• **Problem to work on**: Find "Please indicate the three" in the material below, then copy that line and every subsequent line to the end, exactly.

## Begin Source data

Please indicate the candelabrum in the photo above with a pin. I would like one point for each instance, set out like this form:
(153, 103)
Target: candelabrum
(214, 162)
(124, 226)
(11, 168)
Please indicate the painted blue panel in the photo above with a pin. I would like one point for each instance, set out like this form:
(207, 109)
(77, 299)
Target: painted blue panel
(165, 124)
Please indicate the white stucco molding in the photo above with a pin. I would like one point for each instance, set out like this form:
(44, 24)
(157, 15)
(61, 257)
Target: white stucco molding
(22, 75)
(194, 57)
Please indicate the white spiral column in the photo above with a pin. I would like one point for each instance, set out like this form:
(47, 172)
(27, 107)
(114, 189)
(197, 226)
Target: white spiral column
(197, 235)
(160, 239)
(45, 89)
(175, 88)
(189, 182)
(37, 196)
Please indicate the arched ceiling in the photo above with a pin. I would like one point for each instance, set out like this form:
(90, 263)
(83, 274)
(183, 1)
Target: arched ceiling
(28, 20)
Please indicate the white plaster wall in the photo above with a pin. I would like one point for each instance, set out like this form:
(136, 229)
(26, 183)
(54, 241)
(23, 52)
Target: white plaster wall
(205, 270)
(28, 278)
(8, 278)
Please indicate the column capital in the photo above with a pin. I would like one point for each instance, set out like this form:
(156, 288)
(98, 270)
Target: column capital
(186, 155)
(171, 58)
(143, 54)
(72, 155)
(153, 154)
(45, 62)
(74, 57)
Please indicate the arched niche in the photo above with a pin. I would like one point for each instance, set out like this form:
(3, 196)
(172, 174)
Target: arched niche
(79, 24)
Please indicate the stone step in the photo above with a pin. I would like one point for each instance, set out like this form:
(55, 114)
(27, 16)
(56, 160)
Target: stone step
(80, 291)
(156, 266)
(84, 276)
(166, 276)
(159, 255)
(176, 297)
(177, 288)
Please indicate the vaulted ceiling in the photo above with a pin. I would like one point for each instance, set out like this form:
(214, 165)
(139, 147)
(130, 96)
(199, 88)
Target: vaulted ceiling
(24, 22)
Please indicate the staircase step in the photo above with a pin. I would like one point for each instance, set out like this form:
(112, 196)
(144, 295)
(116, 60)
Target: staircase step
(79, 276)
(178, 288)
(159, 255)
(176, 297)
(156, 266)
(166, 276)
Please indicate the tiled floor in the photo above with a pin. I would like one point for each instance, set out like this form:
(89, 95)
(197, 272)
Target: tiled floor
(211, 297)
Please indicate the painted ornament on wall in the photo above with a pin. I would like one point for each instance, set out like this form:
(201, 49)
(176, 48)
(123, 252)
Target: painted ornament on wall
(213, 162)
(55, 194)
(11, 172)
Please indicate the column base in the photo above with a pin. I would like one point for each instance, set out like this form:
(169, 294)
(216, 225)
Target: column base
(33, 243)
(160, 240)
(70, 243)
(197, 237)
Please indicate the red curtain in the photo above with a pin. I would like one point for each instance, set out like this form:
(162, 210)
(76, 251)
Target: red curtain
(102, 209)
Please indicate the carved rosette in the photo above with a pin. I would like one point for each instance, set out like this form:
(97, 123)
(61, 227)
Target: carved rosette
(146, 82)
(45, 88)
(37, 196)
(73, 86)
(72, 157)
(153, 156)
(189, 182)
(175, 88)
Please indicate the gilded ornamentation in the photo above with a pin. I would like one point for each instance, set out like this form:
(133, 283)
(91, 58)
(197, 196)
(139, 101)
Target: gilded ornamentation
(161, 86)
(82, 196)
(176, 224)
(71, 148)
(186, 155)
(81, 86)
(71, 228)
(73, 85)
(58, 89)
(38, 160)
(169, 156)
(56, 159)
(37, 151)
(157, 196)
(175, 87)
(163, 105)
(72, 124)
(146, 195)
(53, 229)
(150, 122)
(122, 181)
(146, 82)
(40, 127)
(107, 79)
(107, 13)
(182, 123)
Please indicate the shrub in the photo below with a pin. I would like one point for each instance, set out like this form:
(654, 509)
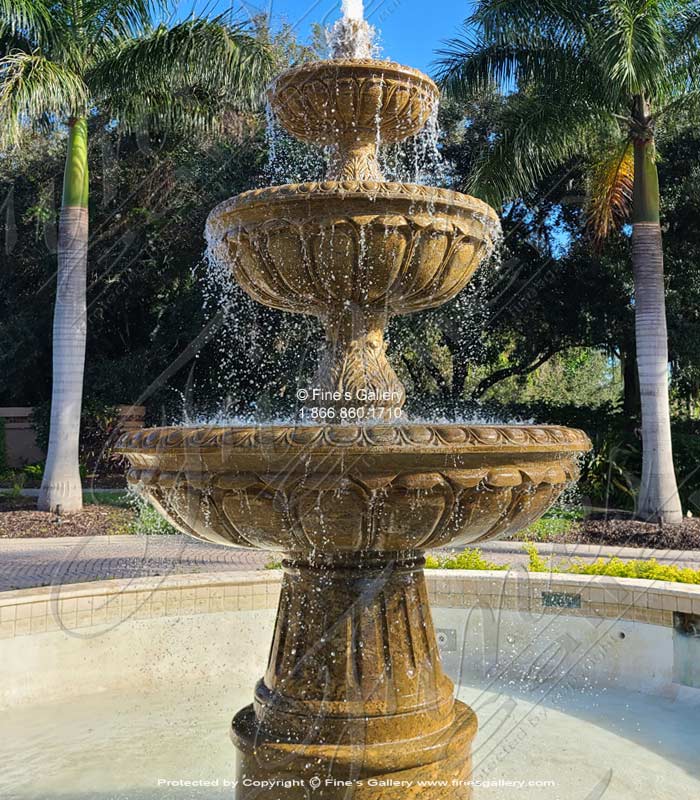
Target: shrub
(547, 529)
(99, 431)
(649, 570)
(469, 559)
(3, 448)
(148, 521)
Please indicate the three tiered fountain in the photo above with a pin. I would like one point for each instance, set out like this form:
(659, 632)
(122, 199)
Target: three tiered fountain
(354, 702)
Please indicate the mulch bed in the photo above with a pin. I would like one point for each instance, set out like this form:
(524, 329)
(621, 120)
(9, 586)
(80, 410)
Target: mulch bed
(627, 532)
(20, 519)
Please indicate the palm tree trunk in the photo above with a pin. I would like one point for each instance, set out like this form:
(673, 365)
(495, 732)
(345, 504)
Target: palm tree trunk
(61, 488)
(658, 497)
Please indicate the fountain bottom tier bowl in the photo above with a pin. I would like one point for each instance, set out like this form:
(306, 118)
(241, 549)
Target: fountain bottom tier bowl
(354, 687)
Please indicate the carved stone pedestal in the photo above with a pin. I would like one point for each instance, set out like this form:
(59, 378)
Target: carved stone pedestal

## End Source data

• **Output of the exercise**:
Please indicate the three tiered fountain in the photo above with a pin. I would like one point for each instance, set out like this form:
(659, 632)
(122, 199)
Target: three tiered fountain
(354, 702)
Please indicate the mulch bed in the photo above with a pin. I would like one point for each instance, set out like this form:
(524, 329)
(621, 120)
(9, 586)
(80, 410)
Target: mulch bed
(627, 532)
(20, 519)
Please indicate the palm tree trunk in the photo above with a pin. I would like one point for each instance, set out like this form:
(673, 365)
(495, 732)
(345, 504)
Target: palm tree trunk
(61, 488)
(658, 497)
Please indicate the fountain bottom tier bowl in the photo above with a pin. I would like one point for each instance, set out like this form:
(306, 118)
(241, 549)
Target: fountain bottom tier bowl
(354, 687)
Please indicate the carved stone pedestal in the photo above with a pin. I would like one point for each instance, set out like this form:
(59, 378)
Target: carved stone pedestal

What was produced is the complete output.